• **REQUIRED TASK 1**
In the blog post about Moritz and Marie Beier's farm at Beyersville, on what date did Moritz purchase the 75 acre farm?

• **TEXT EXCERPT**
Saturday, April 2, 2011

Moritz & Marie Beier Buy a Farm at Beyersville

First home on the Beyersville farm
Working in the cotton gin and renting at Noack, Texas, during most of the decade beginning in 1890, Moritz Beier saved enough money to buy a place that he and Marie could call their own.  Williamson County records show that Moritz purchased a 75 acre farm in the Robbins Pasture survey at Beyersville, on October 1, 1901.  This was the first of several purchases Moritz Beier made over a period of several years.  [Note: Robbins Pasture is occasionally refered to in this blog as "Robinsons Pasture"]

Ella Beyer Hardi wrote:

After a time of working in the gin, grandfather Moritz, being a very saving person, could buy acreage, near Beyersville, and eventually near Coupland.  He paid $35.00 an acre for the first farm. 


Moving to Robinson Pasture the small farm my Parents bought . . . $27 acre.  The Tax were still due from years before.   My Dad borrowed the money from Mathias Bachmeyer to pay for same.  They had the money (Cash).  Just newly married they lived close to us.  Mathias Wife Alma was my Cousin. 

Lucille Harwell notes (from a conversation with Rudolph Ernest Beyer):

Parents moved to Beyersville 1901, bought 75 acres . . .  for about $35 an acre.  [The previous owner had] failed to pay taxes on land for 2 years.  One day Charlie Strau, property tax agent, approached Moritz in town and told him he would foreclose on him if he didn’t pay back taxes which amounted to a little more than $200.  Moritz was in trouble because he was never notified of this back tax.  He immediately came home and then went to Mathias Bachmayer and told him of his troubles.  He went to his old trunk and took out $200.00 and handed it to Moritz so he could pay his debt.

From Ella Hardi's notes:

After buying his first acreage, grandfather, after crops came in, bought additional land, cotton prices were good during World War I. 
. . . .
After the small farm was paid Papa bought raw land next to the little farm just Cactus & Mesquite brush. Had Mexicans to dig up mesquite stumps & Cactus.  We Children & Mother burned brush & hauled Prickle Pear.  Meanwhile Ewald was born [Ewald Otto Beyer - born February 23, 1903].  It was nothing but hard work.  Paid $35 for the raw land.  Barely enough to eat.  Olga had to learn to plow, handle 4 mules, flat bed.  Make new land. Plow handle 4 mules in front a Sulkey Plow. Always tried to make more money. Paid Mexicans to cut big trees across dry brushy make cord-wood.  Olga & I stacked hauled 60 cords in one winter.  Mr. Bachmeyer bought to run his Cotton Gin at Beyersville.  Mr Bachmeyer's first Gin was down on his farm but later moved it Close to Tonigs Gin called Beyersville.

• **Dataset excerpt**

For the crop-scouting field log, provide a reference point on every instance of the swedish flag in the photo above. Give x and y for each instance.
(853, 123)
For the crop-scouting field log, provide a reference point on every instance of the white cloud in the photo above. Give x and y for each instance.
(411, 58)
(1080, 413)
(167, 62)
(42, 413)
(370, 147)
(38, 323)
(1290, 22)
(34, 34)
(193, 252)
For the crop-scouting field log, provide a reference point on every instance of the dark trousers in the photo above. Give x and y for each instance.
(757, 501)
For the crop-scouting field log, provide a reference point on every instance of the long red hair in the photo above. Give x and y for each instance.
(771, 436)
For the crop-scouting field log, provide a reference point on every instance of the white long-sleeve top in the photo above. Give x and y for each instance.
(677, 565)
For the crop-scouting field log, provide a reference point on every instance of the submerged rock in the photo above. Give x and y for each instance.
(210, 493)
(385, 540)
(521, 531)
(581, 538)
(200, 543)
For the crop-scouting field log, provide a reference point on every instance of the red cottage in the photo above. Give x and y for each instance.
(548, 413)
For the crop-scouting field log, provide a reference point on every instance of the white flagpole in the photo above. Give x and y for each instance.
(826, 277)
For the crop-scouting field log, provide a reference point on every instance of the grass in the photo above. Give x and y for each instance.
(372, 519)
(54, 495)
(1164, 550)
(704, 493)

• **REQUIRED TASK 2**
Locate each line in the rows above that contains the word "white", and copy those lines.

• **WRITTEN RESPONSE 1**
October 1, 1901

• **WRITTEN RESPONSE 2**
For the crop-scouting field log, provide a reference point on every instance of the white cloud in the photo above. Give x and y for each instance.
For the crop-scouting field log, provide a reference point on every instance of the white long-sleeve top in the photo above. Give x and y for each instance.
For the crop-scouting field log, provide a reference point on every instance of the white flagpole in the photo above. Give x and y for each instance.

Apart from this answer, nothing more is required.